*ФРАГМЕНТ ТЕКСТА*:
МАНЕРА письма каждого крупного художника на протяжении его деятельности постепенно меняется. Если в течение жизни человека неузнаваемо меняется его рукописный почерк, то может ли оставаться постоянным живописный почерк художника, его манера, стиль? Внимательно изучив кривую эволюции рукописного почерка, мы легко можем восстановить хронологическую последовательность ряда недатированных писем, фиксируя даже отдельные годы. Так же точно, по манере письма данной, недатированной картины мы без труда установим время ее создания, если точно изучим все манеры художника, последовательно! сменявшие одна другую в течение его долгой жизни. Живопись 20-летних и 60-летних Тициана, Веласкеса, Гальса не имеет ничего общего.
В истории живописи давно установилась терминология: «первая», «вторая» «последняя манера художника». В зависимости от индивидуальных особенностей каждого- автора, его гибкости, темперамента, таких манер бывает две-три-четыре, но бывало их и свыше десяти. Репин не был исключением, и внимательное изучение эволюции его живописного стиля дает основание говорить о десяти манерах художника, не считая его детских, чугуевских работ.

*ЗАДАНИЯ*:
1) О скольких манерах Репина, согласно фрагменту текста, позволяет говорить изучение эволюции его живописного стиля?
2) Назовите всех художников, упомянутых во фрагменте текста.
3) Перепишите из фрагмента текста всё от «В истории живописи» до «детских, чугуевских работ.», поставив «Суриков» вместо «Репин».
Используйте только сведения из фрагмента текста.

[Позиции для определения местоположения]
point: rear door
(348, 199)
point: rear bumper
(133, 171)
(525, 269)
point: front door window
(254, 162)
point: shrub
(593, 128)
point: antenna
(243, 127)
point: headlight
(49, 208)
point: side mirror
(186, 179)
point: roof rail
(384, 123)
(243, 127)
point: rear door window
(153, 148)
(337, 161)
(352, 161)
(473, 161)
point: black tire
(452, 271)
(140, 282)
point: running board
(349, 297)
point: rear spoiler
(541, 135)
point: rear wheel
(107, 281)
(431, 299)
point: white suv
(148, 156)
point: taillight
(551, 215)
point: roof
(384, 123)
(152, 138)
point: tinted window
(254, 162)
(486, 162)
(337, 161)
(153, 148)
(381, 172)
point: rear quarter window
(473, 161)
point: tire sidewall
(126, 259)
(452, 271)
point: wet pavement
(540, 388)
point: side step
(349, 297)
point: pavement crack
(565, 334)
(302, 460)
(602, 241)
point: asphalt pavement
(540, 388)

...

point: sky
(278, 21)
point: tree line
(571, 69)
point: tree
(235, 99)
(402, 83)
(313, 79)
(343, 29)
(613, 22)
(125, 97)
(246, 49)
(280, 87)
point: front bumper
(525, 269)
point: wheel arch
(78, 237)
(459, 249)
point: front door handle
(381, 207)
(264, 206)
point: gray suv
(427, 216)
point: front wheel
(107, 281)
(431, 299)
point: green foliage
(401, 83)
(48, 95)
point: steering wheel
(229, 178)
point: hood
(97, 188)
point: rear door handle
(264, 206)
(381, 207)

==

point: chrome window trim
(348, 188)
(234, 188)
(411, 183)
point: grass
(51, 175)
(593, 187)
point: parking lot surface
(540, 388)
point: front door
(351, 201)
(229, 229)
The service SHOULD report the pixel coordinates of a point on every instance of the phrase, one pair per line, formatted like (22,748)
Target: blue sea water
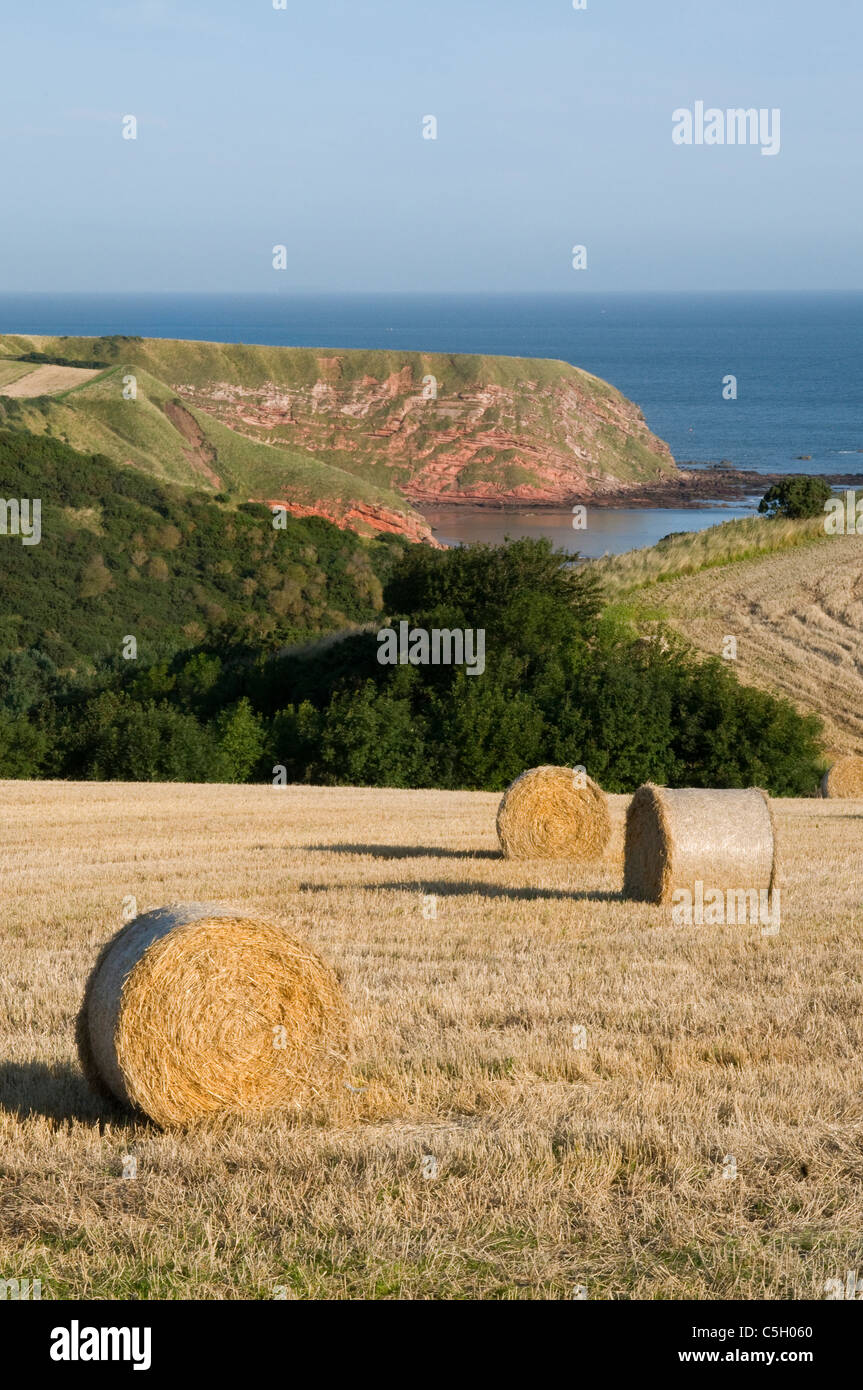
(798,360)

*ОТВЕТЫ НА ЗАДАНИЯ*:
1) О десяти манерах, не считая его детских, чугуевских работ.

2) Тициан, Веласкес, Гальс, Репин.

3)
В истории живописи давно установилась терминология: «первая», «вторая» «последняя манера художника». В зависимости от индивидуальных особенностей каждого- автора, его гибкости, темперамента, таких манер бывает две-три-четыре, но бывало их и свыше десяти. Суриков не был исключением, и внимательное изучение эволюции его живописного стиля дает основание говорить о десяти манерах художника, не считая его детских, чугуевских работ.